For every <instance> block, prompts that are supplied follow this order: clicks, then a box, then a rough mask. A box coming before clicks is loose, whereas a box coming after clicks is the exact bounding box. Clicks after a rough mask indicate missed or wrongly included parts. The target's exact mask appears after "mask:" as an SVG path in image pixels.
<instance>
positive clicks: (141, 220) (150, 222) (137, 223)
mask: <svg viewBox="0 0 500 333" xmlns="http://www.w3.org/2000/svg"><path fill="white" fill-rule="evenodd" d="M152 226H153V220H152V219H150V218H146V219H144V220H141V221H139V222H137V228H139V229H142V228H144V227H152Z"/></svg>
...
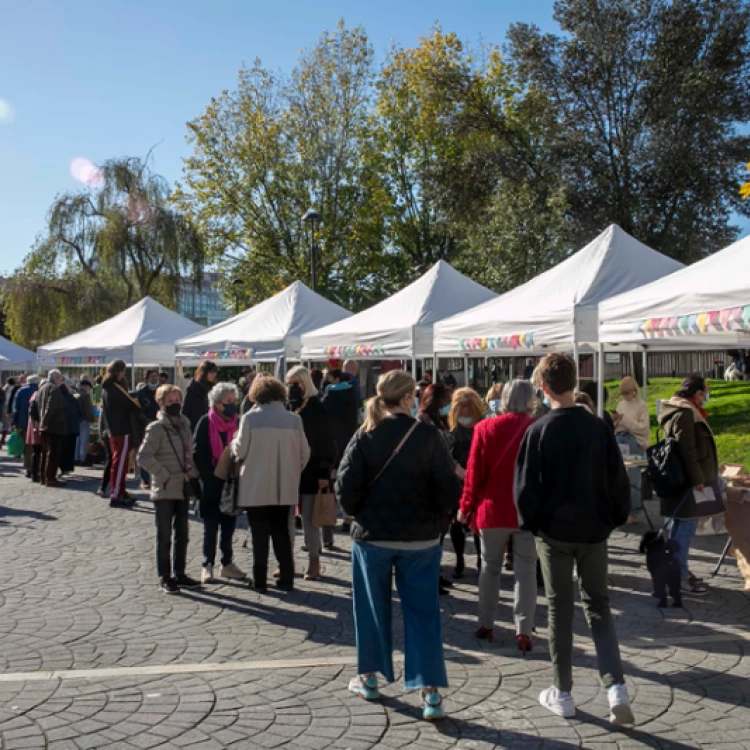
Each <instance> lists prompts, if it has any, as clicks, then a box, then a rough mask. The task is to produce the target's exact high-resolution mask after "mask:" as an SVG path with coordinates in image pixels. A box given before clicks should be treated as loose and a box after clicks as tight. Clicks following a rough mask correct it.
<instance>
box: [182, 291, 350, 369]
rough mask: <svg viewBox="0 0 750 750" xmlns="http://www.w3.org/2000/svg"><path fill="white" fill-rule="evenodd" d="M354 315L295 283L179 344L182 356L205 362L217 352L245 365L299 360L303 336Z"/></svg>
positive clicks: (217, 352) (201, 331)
--
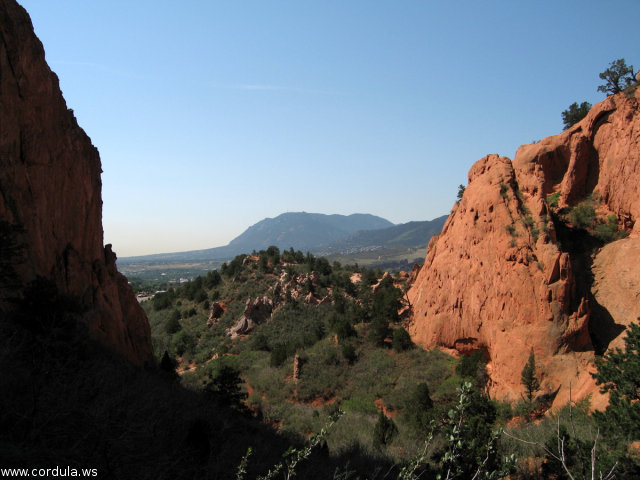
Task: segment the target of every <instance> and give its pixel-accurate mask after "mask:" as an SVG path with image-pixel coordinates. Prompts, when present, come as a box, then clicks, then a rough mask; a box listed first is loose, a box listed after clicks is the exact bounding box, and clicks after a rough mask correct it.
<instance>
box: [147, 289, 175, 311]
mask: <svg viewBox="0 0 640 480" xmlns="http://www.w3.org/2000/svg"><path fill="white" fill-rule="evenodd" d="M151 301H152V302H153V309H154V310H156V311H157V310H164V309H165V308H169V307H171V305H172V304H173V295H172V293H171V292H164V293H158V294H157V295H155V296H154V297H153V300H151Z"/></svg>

== Aim of the exercise ==
Only lines with the word "correct" go in the answer. Take them all from the entries above.

== Answer for this exercise ==
Each <instance> lists prompts, if it has any, as clicks, then a box, then a rough mask. The task is to produce the target's exact high-resolution mask after "mask:" as an SVG path with coordinates in image pixels. A box given before clicks should be treated as loose and a box after clicks as tight. Clicks following a rough mask correct it.
Task: segment the target of every <instance> and give its pixel-accurate mask after "mask:" as an SVG path with image-pixel coordinates. Prompts, when present, come as a box, then clicks, then a rough mask; a box listed first is loose, a box listed after clicks is the exact bounding box, and clicks after a rough mask correct it.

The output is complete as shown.